> EXERCISE DESCRIPTION:
Express the lines of the entries below, from the line containing "Confirm that each instance of the man gets" through the line containing "[[259, 218], [423, 237]]" (both included), as a JSON list of strings with one string per line. Leave out any blank lines.

> EXTRACTED DATA:
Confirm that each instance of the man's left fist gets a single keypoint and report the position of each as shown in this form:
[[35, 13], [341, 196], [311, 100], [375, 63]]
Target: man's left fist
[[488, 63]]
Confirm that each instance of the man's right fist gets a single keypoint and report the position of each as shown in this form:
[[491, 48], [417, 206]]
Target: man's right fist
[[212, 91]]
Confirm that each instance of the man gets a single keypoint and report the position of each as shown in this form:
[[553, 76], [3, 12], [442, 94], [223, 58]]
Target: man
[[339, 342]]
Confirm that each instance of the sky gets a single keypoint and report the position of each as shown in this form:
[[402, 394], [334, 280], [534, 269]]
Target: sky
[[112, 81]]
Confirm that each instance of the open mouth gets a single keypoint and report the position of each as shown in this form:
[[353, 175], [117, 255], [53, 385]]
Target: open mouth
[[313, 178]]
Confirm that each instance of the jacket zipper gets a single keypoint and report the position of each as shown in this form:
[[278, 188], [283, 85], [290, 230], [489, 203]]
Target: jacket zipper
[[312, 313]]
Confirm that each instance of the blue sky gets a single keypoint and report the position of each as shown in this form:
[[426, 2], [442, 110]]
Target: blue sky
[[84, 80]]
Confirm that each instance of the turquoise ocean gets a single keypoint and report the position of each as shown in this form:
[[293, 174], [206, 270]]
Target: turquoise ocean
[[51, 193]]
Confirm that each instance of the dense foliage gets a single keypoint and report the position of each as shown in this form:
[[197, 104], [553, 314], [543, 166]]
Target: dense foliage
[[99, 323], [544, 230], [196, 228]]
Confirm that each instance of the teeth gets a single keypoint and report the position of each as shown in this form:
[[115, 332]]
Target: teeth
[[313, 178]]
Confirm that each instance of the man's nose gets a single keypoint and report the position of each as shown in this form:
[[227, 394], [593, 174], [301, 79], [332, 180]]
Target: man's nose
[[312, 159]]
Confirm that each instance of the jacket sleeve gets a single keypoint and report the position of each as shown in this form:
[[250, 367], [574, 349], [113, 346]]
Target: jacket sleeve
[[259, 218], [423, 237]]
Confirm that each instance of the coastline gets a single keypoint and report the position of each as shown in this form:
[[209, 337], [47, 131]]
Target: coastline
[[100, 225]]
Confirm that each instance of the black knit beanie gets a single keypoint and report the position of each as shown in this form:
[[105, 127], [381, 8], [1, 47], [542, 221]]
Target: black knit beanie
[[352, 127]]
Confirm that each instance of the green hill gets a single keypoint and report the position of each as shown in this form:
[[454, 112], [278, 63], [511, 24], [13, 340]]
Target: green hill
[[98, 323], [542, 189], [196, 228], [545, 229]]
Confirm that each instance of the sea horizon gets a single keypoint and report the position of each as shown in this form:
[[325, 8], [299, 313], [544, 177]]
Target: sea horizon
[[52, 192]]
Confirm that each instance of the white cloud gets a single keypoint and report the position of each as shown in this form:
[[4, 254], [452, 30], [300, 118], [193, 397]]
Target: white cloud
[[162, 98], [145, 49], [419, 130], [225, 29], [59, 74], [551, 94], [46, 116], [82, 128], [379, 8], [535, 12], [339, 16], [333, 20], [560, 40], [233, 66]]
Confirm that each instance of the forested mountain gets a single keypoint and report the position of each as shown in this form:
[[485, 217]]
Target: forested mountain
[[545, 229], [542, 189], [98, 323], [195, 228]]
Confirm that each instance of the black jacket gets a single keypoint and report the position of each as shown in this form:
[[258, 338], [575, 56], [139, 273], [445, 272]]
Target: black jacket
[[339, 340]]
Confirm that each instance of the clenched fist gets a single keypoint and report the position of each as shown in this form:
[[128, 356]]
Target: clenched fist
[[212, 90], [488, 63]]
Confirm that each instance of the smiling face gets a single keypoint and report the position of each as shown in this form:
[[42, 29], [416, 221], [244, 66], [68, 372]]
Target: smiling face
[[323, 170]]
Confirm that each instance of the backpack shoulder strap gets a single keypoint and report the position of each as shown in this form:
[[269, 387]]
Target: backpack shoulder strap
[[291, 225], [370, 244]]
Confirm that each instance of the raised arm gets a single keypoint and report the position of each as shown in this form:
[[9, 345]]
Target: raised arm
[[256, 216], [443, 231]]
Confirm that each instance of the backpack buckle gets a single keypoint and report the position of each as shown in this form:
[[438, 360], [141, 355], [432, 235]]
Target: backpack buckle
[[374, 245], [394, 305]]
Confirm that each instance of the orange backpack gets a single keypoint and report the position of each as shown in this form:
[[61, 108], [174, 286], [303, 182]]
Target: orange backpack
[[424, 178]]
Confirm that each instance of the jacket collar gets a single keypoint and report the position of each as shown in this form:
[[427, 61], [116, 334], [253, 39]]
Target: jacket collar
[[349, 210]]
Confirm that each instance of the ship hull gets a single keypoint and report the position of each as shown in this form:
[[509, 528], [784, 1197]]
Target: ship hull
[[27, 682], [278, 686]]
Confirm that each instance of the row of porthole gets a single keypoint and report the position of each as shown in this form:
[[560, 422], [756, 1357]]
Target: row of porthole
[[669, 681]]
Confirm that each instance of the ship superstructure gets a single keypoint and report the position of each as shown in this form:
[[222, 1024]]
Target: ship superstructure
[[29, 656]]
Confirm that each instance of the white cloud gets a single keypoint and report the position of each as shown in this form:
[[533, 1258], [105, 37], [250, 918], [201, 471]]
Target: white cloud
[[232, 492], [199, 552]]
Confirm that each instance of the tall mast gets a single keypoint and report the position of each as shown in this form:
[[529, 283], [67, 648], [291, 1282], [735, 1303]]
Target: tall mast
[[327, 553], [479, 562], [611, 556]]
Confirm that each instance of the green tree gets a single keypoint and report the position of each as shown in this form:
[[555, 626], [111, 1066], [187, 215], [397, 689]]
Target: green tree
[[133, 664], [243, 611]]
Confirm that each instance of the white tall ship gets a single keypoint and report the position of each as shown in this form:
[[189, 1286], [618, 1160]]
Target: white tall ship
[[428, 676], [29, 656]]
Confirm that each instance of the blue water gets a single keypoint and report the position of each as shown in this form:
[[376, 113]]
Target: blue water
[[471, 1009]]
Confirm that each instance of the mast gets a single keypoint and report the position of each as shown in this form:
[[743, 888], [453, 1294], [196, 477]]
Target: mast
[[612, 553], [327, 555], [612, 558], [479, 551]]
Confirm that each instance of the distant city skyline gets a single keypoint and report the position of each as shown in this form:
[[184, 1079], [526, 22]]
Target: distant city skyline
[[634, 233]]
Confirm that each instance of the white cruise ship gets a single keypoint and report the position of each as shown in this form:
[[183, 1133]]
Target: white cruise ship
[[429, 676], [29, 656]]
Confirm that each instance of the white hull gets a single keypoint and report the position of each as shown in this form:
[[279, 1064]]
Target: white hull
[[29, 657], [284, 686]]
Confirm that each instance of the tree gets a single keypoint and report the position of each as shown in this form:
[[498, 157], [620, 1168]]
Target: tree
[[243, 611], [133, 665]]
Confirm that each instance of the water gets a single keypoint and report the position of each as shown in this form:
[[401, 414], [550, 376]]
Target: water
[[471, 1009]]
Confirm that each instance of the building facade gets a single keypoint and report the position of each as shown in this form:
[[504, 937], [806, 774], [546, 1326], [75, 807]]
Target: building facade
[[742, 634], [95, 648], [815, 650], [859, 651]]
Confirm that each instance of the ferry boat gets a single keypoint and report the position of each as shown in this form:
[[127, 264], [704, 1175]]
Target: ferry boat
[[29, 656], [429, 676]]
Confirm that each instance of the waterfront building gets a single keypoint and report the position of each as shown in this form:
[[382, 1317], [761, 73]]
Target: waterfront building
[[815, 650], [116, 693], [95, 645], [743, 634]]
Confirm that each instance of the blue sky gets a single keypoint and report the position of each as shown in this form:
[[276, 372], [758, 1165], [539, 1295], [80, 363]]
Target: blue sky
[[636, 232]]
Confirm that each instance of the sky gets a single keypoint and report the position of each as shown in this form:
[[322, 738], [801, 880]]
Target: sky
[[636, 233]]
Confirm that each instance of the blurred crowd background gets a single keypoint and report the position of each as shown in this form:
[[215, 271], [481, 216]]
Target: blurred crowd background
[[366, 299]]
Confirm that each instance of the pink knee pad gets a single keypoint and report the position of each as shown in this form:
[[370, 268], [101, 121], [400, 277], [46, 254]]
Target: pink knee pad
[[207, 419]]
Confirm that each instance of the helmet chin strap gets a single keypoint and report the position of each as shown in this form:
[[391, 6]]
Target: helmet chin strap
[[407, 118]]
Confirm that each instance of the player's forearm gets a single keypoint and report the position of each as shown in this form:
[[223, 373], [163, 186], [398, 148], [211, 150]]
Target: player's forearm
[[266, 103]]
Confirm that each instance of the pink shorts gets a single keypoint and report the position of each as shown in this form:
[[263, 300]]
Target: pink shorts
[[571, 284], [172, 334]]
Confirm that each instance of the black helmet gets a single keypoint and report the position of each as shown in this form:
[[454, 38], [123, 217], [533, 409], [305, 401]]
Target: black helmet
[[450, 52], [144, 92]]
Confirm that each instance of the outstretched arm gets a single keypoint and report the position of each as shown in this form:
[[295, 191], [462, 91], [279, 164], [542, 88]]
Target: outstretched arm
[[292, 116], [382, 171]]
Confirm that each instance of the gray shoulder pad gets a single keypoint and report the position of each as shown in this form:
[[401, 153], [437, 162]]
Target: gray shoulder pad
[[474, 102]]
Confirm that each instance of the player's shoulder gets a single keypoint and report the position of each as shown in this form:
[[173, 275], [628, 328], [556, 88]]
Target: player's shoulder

> ANSWER IN FULL:
[
  "Confirm that each instance of the man gets a single keypoint and report the position of each as shown in this form:",
  "[[553, 76], [3, 12], [442, 94], [223, 58]]",
  "Target: man",
  "[[339, 342]]",
  "Confirm that each instance of the sky gets a single keypoint and report the position of each as shown in this form:",
  "[[402, 394], [334, 280], [534, 269]]",
  "Target: sky",
  "[[112, 81]]",
  "Confirm that each instance of the open mouth gets a single keypoint and report the position of each as shown in this form:",
  "[[353, 175], [117, 255], [53, 385]]",
  "Target: open mouth",
  "[[313, 178]]",
  "Confirm that each instance of the jacket zipper gets a single keypoint and report the position of each as shown in this form:",
  "[[278, 188], [283, 85], [290, 230], [489, 203]]",
  "Target: jacket zipper",
  "[[312, 313]]",
  "Confirm that each instance of the blue sky gets a single keypoint and report the position of each as shown in this form:",
  "[[426, 2], [442, 110]]",
  "Target: blue sky",
  "[[84, 80]]",
  "Confirm that each instance of the turquoise ocean gets a single keypoint and report the position of each as shown in this form:",
  "[[293, 174], [206, 270]]",
  "Target: turquoise ocean",
  "[[51, 193]]",
  "Confirm that each instance of the dense foliage gets a single keypoint and report the position of each as shown in this form:",
  "[[197, 104], [553, 314], [543, 166]]",
  "Target: dense foliage",
  "[[99, 323], [544, 230], [196, 228]]",
  "Confirm that each instance of the teeth gets a single keypoint and report the position of each as shown in this form:",
  "[[115, 332]]",
  "Target: teeth",
  "[[313, 178]]",
  "Confirm that each instance of the man's nose gets a single keypoint and report the position of each as shown in this form:",
  "[[227, 394], [593, 174], [301, 79], [332, 180]]",
  "Target: man's nose",
  "[[312, 159]]",
  "Confirm that each instance of the jacket sleeve gets a single keypoint and report the position of each as shown in this form:",
  "[[250, 367], [574, 349], [113, 346]]",
  "Target: jacket sleeve",
  "[[259, 218], [423, 237]]"
]